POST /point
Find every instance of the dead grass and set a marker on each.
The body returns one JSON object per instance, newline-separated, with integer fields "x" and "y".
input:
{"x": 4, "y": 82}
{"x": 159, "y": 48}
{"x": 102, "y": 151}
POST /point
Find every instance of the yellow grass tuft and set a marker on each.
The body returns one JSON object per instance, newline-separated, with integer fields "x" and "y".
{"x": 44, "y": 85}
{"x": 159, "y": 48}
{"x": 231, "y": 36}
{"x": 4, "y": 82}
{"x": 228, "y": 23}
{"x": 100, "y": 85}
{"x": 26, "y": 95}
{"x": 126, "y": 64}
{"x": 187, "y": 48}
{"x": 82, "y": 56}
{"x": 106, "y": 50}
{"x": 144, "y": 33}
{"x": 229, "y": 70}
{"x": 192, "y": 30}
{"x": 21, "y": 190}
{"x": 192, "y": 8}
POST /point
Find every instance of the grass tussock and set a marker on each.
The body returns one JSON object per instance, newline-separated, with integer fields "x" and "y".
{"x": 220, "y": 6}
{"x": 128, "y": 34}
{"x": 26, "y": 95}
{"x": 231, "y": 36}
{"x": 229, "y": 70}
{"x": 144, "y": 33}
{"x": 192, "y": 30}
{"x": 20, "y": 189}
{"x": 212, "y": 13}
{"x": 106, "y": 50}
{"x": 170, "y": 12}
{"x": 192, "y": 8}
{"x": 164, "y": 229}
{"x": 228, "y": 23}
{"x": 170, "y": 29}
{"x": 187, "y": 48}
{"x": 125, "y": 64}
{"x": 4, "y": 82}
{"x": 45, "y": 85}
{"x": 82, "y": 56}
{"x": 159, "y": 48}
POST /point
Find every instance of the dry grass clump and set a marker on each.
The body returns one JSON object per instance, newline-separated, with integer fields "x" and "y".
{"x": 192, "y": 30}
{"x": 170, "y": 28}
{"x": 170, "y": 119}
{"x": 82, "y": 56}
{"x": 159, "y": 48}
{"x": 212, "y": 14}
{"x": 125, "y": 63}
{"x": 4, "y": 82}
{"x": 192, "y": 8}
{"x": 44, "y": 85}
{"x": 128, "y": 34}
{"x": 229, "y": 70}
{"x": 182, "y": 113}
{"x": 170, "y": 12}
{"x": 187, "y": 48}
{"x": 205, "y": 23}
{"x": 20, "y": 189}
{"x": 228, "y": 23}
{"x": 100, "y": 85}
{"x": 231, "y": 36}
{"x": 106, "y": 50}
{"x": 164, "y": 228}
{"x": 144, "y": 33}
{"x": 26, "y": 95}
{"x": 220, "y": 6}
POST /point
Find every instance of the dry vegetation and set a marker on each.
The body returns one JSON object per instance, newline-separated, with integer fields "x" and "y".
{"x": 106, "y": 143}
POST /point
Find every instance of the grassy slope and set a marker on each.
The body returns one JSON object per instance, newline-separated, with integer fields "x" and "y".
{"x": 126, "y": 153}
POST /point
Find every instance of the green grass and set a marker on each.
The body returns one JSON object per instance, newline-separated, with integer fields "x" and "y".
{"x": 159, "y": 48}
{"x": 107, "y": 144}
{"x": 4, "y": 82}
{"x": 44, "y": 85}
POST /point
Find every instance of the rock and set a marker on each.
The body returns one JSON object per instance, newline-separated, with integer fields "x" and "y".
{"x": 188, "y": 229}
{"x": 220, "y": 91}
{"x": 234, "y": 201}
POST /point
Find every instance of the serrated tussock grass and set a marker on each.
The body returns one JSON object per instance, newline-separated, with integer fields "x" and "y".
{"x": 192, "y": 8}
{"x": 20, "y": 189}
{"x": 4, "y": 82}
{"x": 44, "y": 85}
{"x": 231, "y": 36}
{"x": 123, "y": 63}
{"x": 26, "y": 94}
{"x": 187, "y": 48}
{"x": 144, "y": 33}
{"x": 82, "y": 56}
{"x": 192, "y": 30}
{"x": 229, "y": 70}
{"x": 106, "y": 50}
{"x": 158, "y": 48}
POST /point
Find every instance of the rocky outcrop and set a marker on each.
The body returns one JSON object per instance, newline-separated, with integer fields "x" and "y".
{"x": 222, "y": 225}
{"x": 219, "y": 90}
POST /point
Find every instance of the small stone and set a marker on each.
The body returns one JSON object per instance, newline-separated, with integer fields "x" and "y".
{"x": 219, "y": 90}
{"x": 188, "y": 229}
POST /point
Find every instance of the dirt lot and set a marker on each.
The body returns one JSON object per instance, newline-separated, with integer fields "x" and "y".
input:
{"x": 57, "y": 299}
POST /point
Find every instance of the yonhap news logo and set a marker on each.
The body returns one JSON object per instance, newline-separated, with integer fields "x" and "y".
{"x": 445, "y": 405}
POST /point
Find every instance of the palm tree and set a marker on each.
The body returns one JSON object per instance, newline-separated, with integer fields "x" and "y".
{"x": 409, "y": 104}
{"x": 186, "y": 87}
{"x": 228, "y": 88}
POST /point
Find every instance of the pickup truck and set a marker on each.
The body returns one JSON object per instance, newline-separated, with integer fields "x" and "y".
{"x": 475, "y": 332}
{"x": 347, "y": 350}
+--
From the listing above, pull out every line that contains the string "tussock" and give those lines unchanged.

Find every instance of the grass tussock and set a marker on each.
Find every instance of the serrated tussock grass and set a marker on each.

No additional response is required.